- Aim of the task
Lines with the word "purple" in them must be copied from the records below.

- Dataset

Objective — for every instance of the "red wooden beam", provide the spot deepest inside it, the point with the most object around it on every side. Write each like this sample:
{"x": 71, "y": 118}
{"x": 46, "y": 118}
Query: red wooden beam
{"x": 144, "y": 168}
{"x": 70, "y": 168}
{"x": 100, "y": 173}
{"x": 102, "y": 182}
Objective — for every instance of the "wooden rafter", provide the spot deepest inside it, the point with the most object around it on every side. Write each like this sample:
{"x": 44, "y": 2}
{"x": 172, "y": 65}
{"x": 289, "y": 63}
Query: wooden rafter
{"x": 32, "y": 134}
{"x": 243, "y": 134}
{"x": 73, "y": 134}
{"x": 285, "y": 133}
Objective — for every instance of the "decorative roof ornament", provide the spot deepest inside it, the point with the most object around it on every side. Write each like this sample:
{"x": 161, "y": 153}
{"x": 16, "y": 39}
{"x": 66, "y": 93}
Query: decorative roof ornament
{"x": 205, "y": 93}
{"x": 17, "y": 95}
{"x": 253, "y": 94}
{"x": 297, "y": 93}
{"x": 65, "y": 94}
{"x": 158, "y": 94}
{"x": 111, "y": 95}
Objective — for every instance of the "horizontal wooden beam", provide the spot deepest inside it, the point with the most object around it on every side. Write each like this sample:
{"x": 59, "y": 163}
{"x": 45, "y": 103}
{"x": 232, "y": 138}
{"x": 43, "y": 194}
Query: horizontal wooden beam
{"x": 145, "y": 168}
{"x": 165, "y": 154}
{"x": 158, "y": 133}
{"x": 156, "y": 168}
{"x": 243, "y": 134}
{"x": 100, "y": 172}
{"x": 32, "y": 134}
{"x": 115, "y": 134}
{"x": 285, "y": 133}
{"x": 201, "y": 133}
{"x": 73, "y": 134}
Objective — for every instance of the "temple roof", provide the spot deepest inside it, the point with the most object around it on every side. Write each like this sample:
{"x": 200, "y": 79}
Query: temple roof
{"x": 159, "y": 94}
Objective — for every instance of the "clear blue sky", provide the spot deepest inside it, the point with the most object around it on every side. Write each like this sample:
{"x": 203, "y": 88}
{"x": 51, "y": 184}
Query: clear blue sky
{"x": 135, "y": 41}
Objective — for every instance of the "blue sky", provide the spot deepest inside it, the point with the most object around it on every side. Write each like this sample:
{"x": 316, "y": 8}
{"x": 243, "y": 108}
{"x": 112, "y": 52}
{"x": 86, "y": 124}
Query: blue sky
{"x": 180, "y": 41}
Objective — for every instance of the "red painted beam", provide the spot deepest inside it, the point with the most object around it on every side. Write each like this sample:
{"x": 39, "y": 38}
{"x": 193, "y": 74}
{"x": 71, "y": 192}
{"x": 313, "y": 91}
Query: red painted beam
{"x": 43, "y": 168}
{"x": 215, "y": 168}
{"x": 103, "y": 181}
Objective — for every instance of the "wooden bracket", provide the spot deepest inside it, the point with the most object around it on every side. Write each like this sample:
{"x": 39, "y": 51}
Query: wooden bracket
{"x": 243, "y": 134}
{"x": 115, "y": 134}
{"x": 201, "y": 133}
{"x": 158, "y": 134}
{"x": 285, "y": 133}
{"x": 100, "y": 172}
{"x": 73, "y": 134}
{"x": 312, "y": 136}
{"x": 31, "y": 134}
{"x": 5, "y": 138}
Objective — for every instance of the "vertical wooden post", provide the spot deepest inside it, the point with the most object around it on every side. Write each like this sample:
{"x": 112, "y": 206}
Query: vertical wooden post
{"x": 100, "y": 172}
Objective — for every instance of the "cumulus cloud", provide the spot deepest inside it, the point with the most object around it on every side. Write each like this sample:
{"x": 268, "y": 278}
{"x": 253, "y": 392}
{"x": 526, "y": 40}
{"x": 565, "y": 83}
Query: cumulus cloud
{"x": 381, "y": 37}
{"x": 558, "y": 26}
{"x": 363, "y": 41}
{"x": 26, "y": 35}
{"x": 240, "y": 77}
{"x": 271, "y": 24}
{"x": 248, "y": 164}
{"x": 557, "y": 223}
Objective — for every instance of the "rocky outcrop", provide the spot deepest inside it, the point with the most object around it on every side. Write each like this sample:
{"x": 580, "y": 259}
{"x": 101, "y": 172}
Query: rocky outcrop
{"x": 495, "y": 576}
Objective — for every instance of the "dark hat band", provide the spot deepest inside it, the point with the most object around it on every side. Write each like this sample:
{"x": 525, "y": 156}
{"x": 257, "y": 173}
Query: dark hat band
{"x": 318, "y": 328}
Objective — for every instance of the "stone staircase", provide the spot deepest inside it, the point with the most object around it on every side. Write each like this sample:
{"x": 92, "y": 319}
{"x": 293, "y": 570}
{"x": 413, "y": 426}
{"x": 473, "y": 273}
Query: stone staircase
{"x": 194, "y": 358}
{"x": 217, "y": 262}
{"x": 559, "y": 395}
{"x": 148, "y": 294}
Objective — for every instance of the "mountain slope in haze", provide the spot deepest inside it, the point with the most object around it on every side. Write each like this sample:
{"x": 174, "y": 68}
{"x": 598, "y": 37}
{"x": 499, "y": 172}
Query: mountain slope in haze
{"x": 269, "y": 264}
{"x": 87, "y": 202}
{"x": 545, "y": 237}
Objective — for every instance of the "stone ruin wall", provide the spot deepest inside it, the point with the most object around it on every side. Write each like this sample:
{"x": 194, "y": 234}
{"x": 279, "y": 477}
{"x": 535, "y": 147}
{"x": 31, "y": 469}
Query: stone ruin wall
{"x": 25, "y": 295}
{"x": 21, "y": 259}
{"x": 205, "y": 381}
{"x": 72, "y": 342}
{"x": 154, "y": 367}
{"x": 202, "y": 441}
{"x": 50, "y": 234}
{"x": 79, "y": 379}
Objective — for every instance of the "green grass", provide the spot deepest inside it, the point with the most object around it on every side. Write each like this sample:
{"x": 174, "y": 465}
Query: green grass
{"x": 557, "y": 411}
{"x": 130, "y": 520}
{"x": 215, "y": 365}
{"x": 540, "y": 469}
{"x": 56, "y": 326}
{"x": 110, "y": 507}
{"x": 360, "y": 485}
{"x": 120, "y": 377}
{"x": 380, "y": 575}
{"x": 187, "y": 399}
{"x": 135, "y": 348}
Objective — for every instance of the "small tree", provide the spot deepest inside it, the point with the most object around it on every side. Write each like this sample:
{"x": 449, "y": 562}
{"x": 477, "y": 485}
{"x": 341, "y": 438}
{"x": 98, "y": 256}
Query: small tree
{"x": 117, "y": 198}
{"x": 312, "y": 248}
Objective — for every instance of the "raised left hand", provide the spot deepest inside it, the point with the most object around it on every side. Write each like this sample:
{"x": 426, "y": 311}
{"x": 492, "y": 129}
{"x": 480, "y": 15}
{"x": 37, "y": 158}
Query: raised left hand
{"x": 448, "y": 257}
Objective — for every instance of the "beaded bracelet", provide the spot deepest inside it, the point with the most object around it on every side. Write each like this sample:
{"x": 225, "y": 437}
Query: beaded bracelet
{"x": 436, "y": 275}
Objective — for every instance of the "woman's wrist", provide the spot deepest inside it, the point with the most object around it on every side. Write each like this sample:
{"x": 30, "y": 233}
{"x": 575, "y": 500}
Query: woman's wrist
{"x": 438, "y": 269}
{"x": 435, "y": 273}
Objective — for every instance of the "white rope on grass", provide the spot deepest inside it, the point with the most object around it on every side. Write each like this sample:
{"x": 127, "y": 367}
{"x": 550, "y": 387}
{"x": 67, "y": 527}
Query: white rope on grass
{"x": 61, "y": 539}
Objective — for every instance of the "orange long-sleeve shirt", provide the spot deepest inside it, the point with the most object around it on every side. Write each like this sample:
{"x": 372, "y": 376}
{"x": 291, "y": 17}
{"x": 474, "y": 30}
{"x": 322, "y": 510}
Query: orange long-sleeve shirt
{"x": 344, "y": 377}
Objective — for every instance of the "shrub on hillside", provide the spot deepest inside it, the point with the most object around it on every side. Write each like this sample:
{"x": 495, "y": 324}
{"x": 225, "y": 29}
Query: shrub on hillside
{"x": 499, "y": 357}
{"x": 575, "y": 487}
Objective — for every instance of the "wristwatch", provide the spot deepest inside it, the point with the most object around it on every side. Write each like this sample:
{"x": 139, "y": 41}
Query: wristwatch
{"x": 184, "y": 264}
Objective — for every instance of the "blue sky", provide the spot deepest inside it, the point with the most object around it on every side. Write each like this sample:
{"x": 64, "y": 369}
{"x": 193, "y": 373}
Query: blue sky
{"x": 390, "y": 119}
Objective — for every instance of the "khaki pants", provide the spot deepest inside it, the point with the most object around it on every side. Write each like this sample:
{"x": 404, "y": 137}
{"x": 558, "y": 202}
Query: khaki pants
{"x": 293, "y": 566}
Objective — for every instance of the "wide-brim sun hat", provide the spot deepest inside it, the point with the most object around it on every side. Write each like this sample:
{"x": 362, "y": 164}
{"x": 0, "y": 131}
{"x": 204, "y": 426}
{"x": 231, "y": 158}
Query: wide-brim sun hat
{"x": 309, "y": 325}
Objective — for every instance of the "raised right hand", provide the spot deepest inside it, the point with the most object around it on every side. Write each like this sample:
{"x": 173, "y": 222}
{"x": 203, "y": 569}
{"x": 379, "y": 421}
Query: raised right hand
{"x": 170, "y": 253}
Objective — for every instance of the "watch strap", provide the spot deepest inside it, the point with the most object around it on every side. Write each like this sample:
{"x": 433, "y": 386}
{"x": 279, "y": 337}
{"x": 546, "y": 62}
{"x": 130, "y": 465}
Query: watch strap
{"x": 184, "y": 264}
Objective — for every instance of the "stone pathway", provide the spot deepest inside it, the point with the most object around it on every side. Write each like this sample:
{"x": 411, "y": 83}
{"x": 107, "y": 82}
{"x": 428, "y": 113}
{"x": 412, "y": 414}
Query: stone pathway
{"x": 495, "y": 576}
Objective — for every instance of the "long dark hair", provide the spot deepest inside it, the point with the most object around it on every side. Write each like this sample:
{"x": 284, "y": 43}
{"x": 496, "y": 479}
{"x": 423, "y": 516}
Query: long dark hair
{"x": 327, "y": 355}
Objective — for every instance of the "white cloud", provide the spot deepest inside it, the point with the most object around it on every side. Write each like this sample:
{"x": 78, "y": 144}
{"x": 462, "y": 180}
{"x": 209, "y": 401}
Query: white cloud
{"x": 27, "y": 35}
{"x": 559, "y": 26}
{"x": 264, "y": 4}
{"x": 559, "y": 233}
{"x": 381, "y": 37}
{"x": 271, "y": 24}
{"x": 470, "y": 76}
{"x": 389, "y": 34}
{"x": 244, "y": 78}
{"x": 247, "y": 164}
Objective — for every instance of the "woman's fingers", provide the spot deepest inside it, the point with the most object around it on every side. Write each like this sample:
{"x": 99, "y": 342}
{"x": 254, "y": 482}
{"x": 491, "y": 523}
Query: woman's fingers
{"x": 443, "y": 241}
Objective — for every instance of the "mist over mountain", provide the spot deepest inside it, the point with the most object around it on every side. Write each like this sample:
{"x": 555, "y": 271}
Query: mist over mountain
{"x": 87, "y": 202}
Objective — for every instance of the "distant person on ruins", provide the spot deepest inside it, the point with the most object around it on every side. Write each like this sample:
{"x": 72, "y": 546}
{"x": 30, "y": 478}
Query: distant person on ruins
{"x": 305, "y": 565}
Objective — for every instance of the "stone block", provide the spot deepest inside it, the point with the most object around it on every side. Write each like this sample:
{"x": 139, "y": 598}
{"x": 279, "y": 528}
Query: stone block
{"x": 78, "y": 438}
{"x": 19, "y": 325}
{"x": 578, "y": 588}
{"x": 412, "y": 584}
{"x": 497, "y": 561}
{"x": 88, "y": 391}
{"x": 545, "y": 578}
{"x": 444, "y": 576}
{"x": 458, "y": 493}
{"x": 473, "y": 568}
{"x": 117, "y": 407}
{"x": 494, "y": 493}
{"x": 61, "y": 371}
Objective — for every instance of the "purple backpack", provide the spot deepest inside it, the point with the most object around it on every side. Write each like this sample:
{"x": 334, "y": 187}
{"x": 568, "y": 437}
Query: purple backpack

- Answer space
Objective — for every instance of the "purple backpack", provide the spot deepest inside it, the point with the most object around it on every side. Write each like this sample:
Query: purple backpack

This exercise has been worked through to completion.